Do this — Can you write out, unchanged, every line of the entries below from the line containing "TARGET = brown fence rail" up to and including the last line of the entries?

Dataset —
◇ ◇ ◇ ◇
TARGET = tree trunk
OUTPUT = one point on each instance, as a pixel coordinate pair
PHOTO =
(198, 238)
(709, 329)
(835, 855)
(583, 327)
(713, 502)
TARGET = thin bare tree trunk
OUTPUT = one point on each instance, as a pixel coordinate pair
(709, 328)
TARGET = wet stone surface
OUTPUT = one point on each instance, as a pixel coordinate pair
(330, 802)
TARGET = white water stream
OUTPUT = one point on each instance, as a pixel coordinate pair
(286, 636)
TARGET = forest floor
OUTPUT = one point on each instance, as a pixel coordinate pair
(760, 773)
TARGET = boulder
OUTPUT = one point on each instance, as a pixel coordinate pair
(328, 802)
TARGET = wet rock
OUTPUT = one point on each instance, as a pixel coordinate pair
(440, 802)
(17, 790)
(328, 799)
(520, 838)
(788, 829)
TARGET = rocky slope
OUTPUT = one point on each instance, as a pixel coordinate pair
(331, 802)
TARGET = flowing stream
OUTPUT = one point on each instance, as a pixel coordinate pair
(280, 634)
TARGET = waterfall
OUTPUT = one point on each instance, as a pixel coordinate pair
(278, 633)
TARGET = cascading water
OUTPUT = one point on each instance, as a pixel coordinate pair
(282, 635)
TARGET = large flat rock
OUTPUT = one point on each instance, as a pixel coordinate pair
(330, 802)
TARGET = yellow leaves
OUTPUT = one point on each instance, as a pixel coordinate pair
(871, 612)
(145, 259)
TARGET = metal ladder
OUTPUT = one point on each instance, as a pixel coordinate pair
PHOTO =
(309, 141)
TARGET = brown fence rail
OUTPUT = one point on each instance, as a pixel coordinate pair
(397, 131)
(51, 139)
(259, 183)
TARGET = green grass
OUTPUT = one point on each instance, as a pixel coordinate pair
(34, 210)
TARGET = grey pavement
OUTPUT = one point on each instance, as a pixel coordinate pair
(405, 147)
◇ ◇ ◇ ◇
Output below —
TARGET = brown fence rail
OUTPUT = one point on each instance, as a pixel coordinate pair
(397, 131)
(51, 139)
(259, 183)
TARGET = green grass
OUTPUT = one point on each instance, as a pixel coordinate pair
(34, 210)
TARGET = grey pavement
OUTPUT = one point on each instance, as a pixel coordinate pair
(405, 147)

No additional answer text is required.